*WHAT YOU HAVE TO DO*: Please copy the data starting at the line containing "Can you spot the tree" and ending at the line containing "x=35, y=157", multiplying each x and y coordinate value by 1.15 and rounding to whole numbers, with halves rounded up. Keep all other text unchanged.

*Saved dataset items*:

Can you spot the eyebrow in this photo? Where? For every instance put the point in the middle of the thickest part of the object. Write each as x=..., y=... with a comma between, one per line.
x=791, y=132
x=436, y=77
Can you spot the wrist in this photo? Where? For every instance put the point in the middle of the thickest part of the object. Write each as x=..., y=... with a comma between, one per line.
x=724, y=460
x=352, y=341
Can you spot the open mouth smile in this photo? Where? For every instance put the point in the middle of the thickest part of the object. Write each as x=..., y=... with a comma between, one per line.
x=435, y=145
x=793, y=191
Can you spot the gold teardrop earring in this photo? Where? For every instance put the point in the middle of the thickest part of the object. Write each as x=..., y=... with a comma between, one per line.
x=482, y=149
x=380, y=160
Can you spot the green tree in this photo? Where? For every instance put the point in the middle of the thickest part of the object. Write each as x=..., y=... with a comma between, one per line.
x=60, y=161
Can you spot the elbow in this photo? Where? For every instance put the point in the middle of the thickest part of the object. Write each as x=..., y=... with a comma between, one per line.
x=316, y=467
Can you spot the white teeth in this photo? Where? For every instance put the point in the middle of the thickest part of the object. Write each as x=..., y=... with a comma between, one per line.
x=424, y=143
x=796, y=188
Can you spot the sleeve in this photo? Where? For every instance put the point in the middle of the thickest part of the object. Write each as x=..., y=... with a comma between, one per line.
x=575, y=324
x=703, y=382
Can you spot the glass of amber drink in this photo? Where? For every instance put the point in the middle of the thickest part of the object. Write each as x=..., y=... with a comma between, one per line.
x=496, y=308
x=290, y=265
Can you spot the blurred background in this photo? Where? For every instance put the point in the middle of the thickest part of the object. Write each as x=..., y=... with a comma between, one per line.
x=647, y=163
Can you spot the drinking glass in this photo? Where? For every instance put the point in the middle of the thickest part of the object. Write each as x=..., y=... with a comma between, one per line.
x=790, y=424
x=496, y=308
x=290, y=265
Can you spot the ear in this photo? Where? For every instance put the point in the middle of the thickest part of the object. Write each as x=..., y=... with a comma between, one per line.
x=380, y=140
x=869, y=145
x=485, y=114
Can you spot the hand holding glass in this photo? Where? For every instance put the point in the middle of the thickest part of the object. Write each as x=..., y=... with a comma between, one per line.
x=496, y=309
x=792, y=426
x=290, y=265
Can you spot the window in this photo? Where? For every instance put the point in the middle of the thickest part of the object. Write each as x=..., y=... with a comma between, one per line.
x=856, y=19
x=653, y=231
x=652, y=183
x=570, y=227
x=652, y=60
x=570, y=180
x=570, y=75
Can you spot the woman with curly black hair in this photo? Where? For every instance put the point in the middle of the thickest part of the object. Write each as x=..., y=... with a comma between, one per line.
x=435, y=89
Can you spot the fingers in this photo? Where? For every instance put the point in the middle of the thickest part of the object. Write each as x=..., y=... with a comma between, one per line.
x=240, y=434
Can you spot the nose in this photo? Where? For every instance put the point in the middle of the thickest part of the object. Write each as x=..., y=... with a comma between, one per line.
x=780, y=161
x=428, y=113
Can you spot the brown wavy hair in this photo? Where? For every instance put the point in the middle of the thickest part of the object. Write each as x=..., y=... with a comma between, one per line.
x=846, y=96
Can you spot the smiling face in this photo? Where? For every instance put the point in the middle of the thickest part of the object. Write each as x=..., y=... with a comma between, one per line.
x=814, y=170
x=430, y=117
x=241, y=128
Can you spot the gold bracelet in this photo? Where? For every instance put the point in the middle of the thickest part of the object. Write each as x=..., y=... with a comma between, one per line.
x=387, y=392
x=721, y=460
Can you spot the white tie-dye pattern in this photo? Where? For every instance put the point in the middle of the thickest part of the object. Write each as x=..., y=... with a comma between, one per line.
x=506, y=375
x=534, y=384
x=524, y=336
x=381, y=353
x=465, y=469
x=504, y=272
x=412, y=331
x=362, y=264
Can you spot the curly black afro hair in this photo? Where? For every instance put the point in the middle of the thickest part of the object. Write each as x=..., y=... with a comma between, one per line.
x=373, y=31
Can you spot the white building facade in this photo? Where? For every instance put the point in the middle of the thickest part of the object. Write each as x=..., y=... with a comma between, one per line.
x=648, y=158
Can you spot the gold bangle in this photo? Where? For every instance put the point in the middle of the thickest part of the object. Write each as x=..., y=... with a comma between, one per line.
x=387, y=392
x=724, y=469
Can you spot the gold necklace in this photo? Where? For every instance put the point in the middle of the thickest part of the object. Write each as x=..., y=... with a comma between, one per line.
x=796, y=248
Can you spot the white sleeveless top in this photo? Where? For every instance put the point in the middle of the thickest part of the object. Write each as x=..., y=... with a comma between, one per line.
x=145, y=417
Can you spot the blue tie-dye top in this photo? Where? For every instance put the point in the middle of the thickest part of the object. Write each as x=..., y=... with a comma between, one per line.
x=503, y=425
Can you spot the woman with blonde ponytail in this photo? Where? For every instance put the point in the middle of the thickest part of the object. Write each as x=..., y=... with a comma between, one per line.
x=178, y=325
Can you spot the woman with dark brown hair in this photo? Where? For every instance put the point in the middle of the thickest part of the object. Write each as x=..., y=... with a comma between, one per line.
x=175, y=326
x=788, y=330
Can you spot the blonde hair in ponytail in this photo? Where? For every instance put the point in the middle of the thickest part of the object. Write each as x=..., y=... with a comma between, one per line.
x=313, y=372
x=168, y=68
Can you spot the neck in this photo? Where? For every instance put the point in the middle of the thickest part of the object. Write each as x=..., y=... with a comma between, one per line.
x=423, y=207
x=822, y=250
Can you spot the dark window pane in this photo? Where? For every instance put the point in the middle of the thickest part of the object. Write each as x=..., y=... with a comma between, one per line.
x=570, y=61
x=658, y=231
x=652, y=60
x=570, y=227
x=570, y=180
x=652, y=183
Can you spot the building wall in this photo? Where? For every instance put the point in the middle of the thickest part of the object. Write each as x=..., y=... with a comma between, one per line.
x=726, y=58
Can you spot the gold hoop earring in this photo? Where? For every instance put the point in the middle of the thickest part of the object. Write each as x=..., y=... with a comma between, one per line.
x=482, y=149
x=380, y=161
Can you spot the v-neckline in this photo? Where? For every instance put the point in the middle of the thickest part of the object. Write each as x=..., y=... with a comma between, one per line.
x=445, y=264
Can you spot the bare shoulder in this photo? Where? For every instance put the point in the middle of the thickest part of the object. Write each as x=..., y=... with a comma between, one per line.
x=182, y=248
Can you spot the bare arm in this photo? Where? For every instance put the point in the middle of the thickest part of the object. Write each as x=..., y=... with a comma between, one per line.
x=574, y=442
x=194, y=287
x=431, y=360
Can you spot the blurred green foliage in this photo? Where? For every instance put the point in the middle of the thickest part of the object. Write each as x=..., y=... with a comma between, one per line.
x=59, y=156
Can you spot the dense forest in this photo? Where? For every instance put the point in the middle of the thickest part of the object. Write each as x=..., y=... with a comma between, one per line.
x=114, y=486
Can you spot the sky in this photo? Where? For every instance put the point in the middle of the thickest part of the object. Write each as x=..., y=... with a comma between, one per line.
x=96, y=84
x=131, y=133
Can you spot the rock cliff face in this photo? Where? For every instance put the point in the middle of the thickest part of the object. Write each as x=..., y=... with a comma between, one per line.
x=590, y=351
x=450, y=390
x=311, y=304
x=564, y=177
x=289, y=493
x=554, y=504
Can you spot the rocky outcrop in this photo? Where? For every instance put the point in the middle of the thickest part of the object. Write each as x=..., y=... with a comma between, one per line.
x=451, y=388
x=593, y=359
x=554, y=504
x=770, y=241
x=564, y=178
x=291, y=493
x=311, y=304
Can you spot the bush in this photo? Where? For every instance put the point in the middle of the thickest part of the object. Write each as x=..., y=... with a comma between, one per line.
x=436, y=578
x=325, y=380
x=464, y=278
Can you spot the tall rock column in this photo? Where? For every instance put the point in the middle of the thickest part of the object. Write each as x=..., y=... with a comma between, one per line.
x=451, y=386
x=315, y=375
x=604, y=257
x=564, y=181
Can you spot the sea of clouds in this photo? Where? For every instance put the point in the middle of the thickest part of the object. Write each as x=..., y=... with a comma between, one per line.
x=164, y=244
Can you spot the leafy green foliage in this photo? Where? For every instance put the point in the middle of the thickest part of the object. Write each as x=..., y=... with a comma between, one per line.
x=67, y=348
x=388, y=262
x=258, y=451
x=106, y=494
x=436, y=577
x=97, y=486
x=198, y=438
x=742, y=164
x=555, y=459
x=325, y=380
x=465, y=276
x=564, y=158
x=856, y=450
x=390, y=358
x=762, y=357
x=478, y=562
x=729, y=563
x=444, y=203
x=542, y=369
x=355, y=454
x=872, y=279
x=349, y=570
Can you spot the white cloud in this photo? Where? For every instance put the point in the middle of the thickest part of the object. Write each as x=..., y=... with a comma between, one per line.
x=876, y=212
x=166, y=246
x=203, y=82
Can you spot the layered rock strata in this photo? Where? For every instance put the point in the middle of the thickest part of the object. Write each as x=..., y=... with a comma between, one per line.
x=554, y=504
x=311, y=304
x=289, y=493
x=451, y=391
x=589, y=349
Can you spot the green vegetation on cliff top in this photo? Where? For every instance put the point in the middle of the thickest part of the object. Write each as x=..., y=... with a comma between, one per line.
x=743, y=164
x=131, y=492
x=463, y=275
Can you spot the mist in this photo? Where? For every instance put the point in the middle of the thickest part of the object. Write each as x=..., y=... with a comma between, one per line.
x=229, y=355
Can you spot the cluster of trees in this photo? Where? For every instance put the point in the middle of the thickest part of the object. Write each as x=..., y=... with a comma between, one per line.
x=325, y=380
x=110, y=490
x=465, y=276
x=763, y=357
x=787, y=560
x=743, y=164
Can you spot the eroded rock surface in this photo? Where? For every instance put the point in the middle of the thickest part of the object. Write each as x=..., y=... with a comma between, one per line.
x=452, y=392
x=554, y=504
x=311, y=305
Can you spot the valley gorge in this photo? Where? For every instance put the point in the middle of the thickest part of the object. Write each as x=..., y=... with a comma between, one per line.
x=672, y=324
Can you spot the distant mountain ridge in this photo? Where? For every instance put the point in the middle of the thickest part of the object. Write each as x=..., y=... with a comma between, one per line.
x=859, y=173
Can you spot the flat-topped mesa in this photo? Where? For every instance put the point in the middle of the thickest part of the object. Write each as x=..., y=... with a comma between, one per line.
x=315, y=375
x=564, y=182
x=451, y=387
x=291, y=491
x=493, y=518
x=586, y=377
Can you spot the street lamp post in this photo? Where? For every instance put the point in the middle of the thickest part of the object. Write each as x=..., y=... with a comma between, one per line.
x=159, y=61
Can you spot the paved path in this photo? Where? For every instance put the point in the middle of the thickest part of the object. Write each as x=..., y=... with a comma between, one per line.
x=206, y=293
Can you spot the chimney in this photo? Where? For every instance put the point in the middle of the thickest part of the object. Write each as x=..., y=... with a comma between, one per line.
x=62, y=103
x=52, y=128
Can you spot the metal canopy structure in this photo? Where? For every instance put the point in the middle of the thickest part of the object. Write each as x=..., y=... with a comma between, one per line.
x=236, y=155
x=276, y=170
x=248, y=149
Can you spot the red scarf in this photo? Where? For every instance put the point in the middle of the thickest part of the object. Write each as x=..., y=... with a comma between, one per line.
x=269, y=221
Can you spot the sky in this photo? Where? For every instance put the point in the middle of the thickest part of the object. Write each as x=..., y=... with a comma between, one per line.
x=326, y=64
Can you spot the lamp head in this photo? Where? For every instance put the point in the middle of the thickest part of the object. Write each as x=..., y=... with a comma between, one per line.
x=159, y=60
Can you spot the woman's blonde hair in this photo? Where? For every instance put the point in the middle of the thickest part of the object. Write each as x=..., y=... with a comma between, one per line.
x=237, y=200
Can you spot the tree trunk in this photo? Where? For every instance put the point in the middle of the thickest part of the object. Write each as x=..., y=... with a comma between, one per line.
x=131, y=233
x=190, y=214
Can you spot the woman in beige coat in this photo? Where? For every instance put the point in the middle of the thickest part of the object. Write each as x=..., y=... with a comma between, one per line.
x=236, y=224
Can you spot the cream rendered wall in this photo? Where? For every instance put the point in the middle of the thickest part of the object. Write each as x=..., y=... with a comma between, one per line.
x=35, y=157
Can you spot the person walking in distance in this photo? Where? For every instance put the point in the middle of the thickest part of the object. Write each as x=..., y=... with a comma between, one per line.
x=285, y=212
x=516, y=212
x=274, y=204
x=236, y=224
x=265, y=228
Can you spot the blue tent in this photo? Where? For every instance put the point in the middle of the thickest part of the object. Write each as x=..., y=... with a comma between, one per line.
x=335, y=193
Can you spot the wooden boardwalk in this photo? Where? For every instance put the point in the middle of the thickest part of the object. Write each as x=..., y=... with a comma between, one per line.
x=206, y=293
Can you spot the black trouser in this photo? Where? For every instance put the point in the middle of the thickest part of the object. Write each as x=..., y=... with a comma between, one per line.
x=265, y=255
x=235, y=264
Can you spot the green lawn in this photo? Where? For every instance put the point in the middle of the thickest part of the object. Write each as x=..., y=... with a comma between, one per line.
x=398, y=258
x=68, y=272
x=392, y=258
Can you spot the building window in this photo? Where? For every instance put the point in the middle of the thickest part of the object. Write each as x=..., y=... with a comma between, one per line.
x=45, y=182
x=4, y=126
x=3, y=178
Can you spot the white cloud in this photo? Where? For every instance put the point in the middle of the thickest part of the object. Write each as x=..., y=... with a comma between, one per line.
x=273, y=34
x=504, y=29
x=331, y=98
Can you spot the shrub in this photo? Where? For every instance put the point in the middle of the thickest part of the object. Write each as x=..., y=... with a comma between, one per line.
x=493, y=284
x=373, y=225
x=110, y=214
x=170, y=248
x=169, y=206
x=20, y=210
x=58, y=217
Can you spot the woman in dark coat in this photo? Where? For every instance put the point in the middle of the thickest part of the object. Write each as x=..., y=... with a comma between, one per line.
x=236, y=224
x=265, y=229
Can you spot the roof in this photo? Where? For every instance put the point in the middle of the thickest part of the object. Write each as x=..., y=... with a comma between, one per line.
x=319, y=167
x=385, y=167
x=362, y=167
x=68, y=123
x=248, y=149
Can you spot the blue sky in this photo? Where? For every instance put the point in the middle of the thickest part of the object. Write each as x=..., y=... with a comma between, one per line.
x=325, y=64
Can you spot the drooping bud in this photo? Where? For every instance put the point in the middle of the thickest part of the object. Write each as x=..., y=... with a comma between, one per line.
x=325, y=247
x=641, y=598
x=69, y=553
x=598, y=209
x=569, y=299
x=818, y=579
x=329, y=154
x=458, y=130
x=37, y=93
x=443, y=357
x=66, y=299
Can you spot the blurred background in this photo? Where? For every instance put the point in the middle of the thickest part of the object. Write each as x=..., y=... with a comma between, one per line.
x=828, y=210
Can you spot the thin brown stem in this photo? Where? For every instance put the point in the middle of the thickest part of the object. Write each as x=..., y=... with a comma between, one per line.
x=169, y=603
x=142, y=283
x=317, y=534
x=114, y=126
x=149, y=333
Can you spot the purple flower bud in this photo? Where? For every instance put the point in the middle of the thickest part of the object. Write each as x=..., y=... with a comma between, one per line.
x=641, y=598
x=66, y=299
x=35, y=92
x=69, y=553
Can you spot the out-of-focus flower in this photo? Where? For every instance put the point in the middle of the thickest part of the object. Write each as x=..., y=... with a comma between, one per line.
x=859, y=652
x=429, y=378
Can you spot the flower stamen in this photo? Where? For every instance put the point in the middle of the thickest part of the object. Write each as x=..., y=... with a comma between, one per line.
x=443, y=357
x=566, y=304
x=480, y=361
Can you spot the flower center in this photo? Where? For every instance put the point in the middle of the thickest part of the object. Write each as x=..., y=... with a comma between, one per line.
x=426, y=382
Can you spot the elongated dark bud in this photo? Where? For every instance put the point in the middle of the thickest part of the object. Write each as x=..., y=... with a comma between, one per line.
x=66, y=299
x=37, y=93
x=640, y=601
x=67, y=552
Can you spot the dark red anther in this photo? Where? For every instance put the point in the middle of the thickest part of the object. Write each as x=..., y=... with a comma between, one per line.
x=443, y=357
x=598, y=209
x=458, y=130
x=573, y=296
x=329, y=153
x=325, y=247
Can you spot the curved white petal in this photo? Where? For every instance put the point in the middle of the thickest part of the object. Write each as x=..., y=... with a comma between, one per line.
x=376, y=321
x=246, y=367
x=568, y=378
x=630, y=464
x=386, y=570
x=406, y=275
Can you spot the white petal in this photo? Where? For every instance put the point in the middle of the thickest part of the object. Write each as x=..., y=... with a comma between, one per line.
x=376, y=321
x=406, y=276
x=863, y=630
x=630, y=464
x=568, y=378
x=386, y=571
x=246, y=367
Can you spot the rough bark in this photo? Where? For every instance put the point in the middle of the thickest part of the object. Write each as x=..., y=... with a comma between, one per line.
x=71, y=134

*ANSWER TO THIS TASK*:
Can you spot the tree trunk in this photo? Where? For every instance put the point in the middle of the thickest part of the object. Write each as x=..., y=... with a comma between, one per line.
x=151, y=268
x=219, y=246
Can you spot the woman in beige coat in this photo? Where? For every instance put the point in the middle of the thickest part of the object. Write each as x=..., y=... with a comma between, one per line.
x=271, y=258
Can you spot the cream rendered wall in this photo? Where? For every instance put the point in the middle of the thickest part of the object. Write each as x=..., y=... with a comma between, one per line.
x=40, y=181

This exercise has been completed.